------ Records to use ------

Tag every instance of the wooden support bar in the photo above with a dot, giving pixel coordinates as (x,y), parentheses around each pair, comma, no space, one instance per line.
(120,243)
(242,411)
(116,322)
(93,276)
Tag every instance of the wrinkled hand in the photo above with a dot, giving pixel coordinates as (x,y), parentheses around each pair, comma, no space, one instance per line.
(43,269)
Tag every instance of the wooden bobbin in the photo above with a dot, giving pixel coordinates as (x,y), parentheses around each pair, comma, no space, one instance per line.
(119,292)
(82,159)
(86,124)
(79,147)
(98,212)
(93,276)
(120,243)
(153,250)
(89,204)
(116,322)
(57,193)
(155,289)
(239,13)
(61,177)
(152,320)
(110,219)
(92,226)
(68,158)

------

What to work on: The data must be output in full, exactly as given.

Solution:
Tag every instance of the wooden support bar in the photo above with a dot, giving pixel coordinates as (x,y), parentheses around each pair, comma, no space, one instance per line.
(120,243)
(242,411)
(116,322)
(93,276)
Tag every instance of the wrinkled hand in the photo above with a dot, giving pixel coordinates as (x,y), parentheses around each pair, comma, no space, one instance per line.
(43,269)
Tag every instance of the wooden bobbin in the photo above with a dot, giving pixel coordinates as (x,y), parentheses around each pair, comma, no space, one instance per line.
(119,292)
(82,159)
(86,124)
(79,147)
(98,212)
(93,276)
(120,243)
(153,250)
(89,204)
(116,322)
(57,193)
(155,289)
(239,13)
(61,177)
(152,320)
(110,219)
(92,226)
(68,158)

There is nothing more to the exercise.